=== DOCUMENT TEXT ===

#####

The New Year is coming, its right around the bend. I am acutely aware of its presence as I have a service scheduled 12/27 for me to lead at Unitarian Universalist Church of Castine, with of course the theme being New Year. Well, the theme I have selected is “Letting go”, but really its related to the new year.
This year—2020, has been a lot to take. It has been a rollercoaster of emotion as we have had our lives upended with Coronavirus, and normalcy left far behind, somewhere in March or April. I want to talk about the fact that this year has been a trauma that we need to come to terms with, we need to let go of any feelings we have about the year, and just see it be as something that has come and gone, because that is what life does. We have long been talking about what a horrible year 2020 has been, and yes it has been traumatic, but labeling it as “bad” makes it seem as if when the ball drops on 2021, everything is going to be resolved, and whatever hurts we had in the previous year are going to be healed. They, unfortunately, are not going to be. We must still come through whatever feelings we have about what has happened so far and find peace with it.
I found several quotes that jumped out at me about letting go—why we do not do it, and why we need to. But the one that really got me, that I do not think will fit into my sermon as I have been piecing it together is this:
“No matter how much suffering you went through, you never wanted to let go of those memories.”―Haruki Murakami
I do not know the author, and I do not know the context, but I feel like the message it gets across is sharp. It is hard to let go of the memories of things that hurt, that tried you, that scarred you. And we keep this baggage close, and memorialize it, not recognizing how much harm it may still be inflicting by us doing this. I wonder how much of this year we will do this about. 2020 will become a memorialized year of the great pandemic, and it will solidify in our memories as a worst time, that we cannot bare to repeat again…
But what if we let go of the value judgment on the year and just recognize how we have grown around the obstacles it posed. Further, doing this may help us brace for the reality that there is no clean, clear end to what we like to think of as “2020”. Facing the realities of time, and current predicaments letting go of attachment to 2020, and judgment of it, allows us to heal hurt around the memories therein this time.

#####

=== DATASET EXTRACT ===
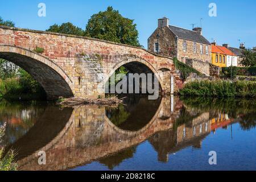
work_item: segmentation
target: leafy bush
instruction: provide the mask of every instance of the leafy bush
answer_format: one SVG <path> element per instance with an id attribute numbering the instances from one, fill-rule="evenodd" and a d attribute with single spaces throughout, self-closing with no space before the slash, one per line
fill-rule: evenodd
<path id="1" fill-rule="evenodd" d="M 2 138 L 3 136 L 5 131 L 6 124 L 0 126 L 0 144 L 2 143 Z M 3 147 L 0 146 L 0 171 L 16 171 L 16 165 L 13 163 L 15 154 L 13 151 L 8 152 L 3 156 Z"/>
<path id="2" fill-rule="evenodd" d="M 181 96 L 255 97 L 256 82 L 196 81 L 187 84 L 179 93 Z"/>
<path id="3" fill-rule="evenodd" d="M 222 73 L 226 77 L 230 77 L 231 67 L 222 68 Z M 239 76 L 255 76 L 256 75 L 256 67 L 232 67 L 232 77 Z"/>
<path id="4" fill-rule="evenodd" d="M 34 51 L 37 53 L 41 53 L 44 52 L 44 49 L 42 47 L 36 47 Z"/>
<path id="5" fill-rule="evenodd" d="M 9 100 L 44 99 L 43 88 L 28 73 L 19 71 L 19 78 L 0 79 L 0 97 Z"/>
<path id="6" fill-rule="evenodd" d="M 191 68 L 189 65 L 182 62 L 180 62 L 176 57 L 174 58 L 174 63 L 175 65 L 175 68 L 179 70 L 181 73 L 181 76 L 184 79 L 186 79 L 191 73 L 195 73 L 198 75 L 201 75 L 201 73 L 196 69 Z"/>

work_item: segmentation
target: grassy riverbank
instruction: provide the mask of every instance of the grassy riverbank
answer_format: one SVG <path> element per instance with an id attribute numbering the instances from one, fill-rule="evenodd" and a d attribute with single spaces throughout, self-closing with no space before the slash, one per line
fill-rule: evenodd
<path id="1" fill-rule="evenodd" d="M 256 82 L 247 81 L 201 81 L 187 84 L 181 96 L 217 97 L 256 97 Z"/>
<path id="2" fill-rule="evenodd" d="M 13 151 L 7 152 L 3 156 L 3 147 L 1 147 L 2 138 L 3 136 L 6 125 L 0 126 L 0 171 L 16 171 L 16 164 L 13 163 L 15 154 Z"/>
<path id="3" fill-rule="evenodd" d="M 29 75 L 0 79 L 0 98 L 10 101 L 40 100 L 46 98 L 44 89 Z"/>

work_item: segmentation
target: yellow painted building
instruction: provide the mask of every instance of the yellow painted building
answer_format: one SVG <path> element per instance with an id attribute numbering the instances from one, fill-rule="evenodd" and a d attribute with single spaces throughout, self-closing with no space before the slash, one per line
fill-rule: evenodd
<path id="1" fill-rule="evenodd" d="M 216 46 L 212 44 L 212 64 L 219 67 L 226 67 L 226 53 Z"/>

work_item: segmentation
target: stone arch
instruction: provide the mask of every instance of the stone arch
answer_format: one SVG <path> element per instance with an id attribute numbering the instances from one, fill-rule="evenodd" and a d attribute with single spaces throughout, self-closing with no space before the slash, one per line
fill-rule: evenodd
<path id="1" fill-rule="evenodd" d="M 73 96 L 73 83 L 68 76 L 54 61 L 43 55 L 18 47 L 0 46 L 0 58 L 31 75 L 44 89 L 48 100 Z"/>
<path id="2" fill-rule="evenodd" d="M 134 72 L 138 73 L 154 73 L 158 80 L 160 90 L 163 89 L 163 81 L 160 77 L 159 76 L 158 71 L 148 61 L 145 60 L 142 58 L 136 56 L 129 57 L 127 59 L 123 60 L 122 61 L 118 62 L 113 67 L 112 67 L 110 71 L 109 71 L 108 73 L 106 73 L 106 77 L 102 81 L 102 85 L 104 84 L 105 85 L 105 84 L 109 80 L 110 76 L 114 73 L 117 69 L 122 66 L 124 66 L 126 68 L 129 67 L 128 69 L 129 69 L 130 71 L 133 69 Z M 138 68 L 139 67 L 143 68 L 142 68 L 143 69 L 139 71 L 138 70 Z M 146 70 L 143 71 L 143 69 Z"/>

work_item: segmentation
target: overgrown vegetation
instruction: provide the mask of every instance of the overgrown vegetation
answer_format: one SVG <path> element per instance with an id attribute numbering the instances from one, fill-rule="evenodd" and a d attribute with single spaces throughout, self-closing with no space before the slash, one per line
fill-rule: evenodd
<path id="1" fill-rule="evenodd" d="M 230 67 L 221 68 L 221 73 L 225 76 L 230 78 L 237 76 L 255 76 L 256 75 L 256 67 Z"/>
<path id="2" fill-rule="evenodd" d="M 242 64 L 245 67 L 256 67 L 256 52 L 253 52 L 249 49 L 243 51 L 244 57 Z"/>
<path id="3" fill-rule="evenodd" d="M 15 156 L 15 153 L 10 151 L 3 155 L 5 151 L 3 147 L 1 145 L 2 138 L 5 134 L 6 125 L 5 123 L 3 126 L 0 126 L 0 171 L 16 171 L 17 166 L 13 163 Z"/>
<path id="4" fill-rule="evenodd" d="M 184 79 L 186 79 L 191 73 L 195 73 L 197 75 L 201 75 L 202 74 L 196 69 L 191 68 L 189 65 L 180 62 L 176 57 L 174 58 L 174 63 L 175 65 L 176 69 L 178 69 L 181 73 L 181 76 Z"/>
<path id="5" fill-rule="evenodd" d="M 46 97 L 41 85 L 22 69 L 19 69 L 16 76 L 0 78 L 0 98 L 14 101 L 42 100 Z"/>
<path id="6" fill-rule="evenodd" d="M 256 97 L 256 82 L 237 81 L 193 81 L 180 90 L 181 96 L 213 96 L 217 97 Z"/>
<path id="7" fill-rule="evenodd" d="M 36 47 L 34 51 L 37 53 L 42 53 L 44 52 L 44 49 L 42 47 Z"/>

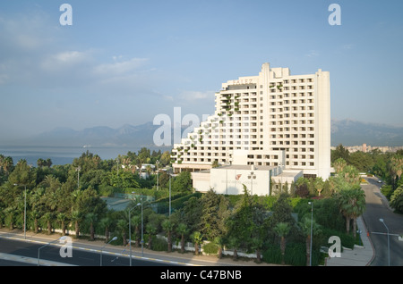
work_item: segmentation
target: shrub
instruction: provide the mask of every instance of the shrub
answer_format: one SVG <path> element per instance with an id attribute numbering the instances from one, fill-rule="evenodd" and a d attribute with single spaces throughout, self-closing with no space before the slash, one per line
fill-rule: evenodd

#####

=== TASK BRIEF ===
List every word or passage that the essay about letting go of 2020 puts inside quotation marks. The material comes from a different source than the text.

=== FINAL ANSWER ===
- “Letting go”
- “bad”
- “No matter how much suffering you went through, you never wanted to let go of those memories.”
- “2020”